*What you are asked to do*
All that is needed is each line of the entries holding the word "below", copied as it stands.
Start of Records shown
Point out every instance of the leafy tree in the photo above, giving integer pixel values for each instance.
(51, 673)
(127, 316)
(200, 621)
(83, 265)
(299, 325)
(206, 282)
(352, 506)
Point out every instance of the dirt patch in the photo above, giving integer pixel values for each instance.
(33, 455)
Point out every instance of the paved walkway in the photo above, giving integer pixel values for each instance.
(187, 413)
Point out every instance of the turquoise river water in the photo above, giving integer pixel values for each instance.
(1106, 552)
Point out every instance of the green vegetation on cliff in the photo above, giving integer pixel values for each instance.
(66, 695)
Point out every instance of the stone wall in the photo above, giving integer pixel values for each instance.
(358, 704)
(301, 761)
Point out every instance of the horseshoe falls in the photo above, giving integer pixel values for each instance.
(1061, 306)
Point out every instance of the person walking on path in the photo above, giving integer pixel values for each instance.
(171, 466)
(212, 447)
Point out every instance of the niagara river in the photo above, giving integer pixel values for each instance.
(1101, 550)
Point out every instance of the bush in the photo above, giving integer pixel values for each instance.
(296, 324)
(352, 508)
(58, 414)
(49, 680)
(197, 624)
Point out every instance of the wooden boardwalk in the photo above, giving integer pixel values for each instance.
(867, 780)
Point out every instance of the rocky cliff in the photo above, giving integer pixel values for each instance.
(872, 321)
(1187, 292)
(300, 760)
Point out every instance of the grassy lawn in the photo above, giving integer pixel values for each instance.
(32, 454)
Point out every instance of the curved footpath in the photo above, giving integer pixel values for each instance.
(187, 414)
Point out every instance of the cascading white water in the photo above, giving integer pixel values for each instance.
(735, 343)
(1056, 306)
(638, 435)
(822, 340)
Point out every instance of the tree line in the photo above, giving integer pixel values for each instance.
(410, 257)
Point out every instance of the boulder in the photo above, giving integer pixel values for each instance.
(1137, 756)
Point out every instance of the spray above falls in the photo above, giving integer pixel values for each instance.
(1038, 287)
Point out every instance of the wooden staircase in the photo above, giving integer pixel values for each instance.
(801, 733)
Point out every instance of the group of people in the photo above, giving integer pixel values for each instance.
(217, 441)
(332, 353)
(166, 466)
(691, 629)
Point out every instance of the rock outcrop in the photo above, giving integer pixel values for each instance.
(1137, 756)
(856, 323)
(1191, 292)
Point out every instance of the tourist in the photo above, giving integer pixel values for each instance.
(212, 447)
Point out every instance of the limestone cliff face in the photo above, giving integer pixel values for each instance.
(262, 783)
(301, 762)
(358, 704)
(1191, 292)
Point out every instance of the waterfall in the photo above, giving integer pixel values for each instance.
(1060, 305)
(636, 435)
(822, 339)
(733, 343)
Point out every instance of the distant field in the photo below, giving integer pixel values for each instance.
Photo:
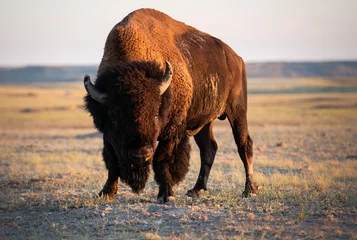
(305, 156)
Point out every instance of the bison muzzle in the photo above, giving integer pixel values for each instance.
(160, 82)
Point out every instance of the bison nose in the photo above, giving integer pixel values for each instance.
(142, 154)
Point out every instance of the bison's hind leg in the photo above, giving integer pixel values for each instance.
(208, 148)
(171, 169)
(110, 188)
(238, 121)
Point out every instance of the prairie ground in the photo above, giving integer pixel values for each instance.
(305, 162)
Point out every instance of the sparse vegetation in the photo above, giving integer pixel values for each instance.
(305, 164)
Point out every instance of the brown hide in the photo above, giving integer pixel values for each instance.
(207, 73)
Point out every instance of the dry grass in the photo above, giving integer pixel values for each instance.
(51, 172)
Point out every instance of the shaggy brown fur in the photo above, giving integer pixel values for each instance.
(209, 82)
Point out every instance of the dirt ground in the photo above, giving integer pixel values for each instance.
(305, 162)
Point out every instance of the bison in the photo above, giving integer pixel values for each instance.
(159, 82)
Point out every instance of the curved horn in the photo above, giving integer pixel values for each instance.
(92, 91)
(166, 80)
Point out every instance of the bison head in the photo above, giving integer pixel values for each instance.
(129, 104)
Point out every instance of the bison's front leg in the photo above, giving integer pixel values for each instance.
(208, 148)
(170, 165)
(111, 186)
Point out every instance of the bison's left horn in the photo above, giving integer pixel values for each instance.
(92, 91)
(166, 79)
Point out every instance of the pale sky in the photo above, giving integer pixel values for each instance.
(73, 32)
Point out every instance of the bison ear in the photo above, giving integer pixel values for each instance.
(166, 80)
(92, 91)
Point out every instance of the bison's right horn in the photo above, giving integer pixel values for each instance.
(92, 91)
(166, 79)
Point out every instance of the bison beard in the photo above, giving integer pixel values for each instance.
(134, 175)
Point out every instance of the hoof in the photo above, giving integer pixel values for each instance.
(250, 189)
(193, 193)
(106, 196)
(169, 200)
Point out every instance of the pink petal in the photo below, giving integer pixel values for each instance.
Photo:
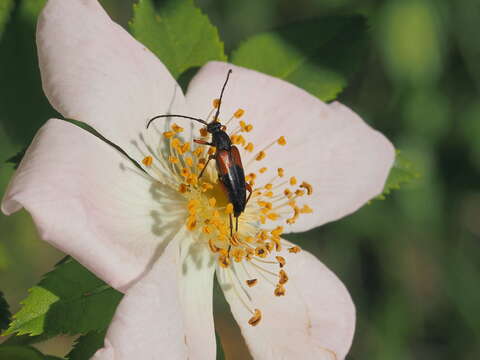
(89, 201)
(95, 72)
(168, 313)
(315, 319)
(329, 146)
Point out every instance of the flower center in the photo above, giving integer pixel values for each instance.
(254, 237)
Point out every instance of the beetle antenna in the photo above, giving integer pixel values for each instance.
(182, 116)
(221, 95)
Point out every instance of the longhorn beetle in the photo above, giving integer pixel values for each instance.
(227, 157)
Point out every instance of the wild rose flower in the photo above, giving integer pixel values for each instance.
(160, 234)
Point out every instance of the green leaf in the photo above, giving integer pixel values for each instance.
(14, 352)
(85, 346)
(180, 35)
(23, 106)
(5, 313)
(402, 172)
(317, 55)
(6, 7)
(68, 300)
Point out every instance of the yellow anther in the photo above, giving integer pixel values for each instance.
(147, 160)
(281, 261)
(168, 134)
(307, 187)
(238, 254)
(234, 240)
(185, 147)
(279, 290)
(176, 143)
(306, 209)
(294, 249)
(206, 186)
(277, 242)
(173, 159)
(265, 204)
(192, 179)
(270, 246)
(212, 246)
(261, 251)
(249, 147)
(277, 231)
(212, 202)
(273, 216)
(263, 235)
(249, 239)
(238, 140)
(239, 113)
(224, 261)
(191, 223)
(299, 192)
(189, 161)
(198, 151)
(176, 128)
(283, 277)
(261, 155)
(255, 319)
(296, 213)
(192, 204)
(185, 172)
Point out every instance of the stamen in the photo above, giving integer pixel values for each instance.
(255, 319)
(239, 113)
(147, 161)
(281, 260)
(260, 156)
(279, 290)
(283, 277)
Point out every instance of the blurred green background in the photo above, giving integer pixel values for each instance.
(411, 262)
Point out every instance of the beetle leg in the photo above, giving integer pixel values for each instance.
(210, 157)
(250, 190)
(202, 142)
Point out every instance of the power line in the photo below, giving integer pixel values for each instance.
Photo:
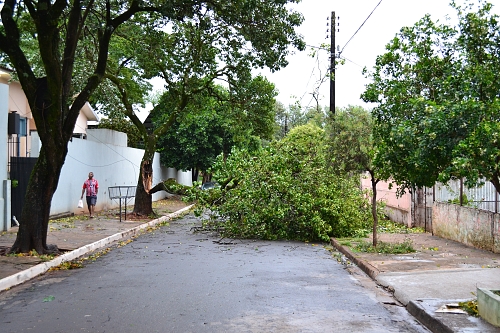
(360, 27)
End of Records shown
*Task solution*
Point out every instance of the distant field in the photo below, giving integer pixel values for each instance.
Point out every instance of the pink petal in the photo below, giving integer pixel values for each instance.
Point out every instance of the power line in the photo below, giving integer pixel values for each instance.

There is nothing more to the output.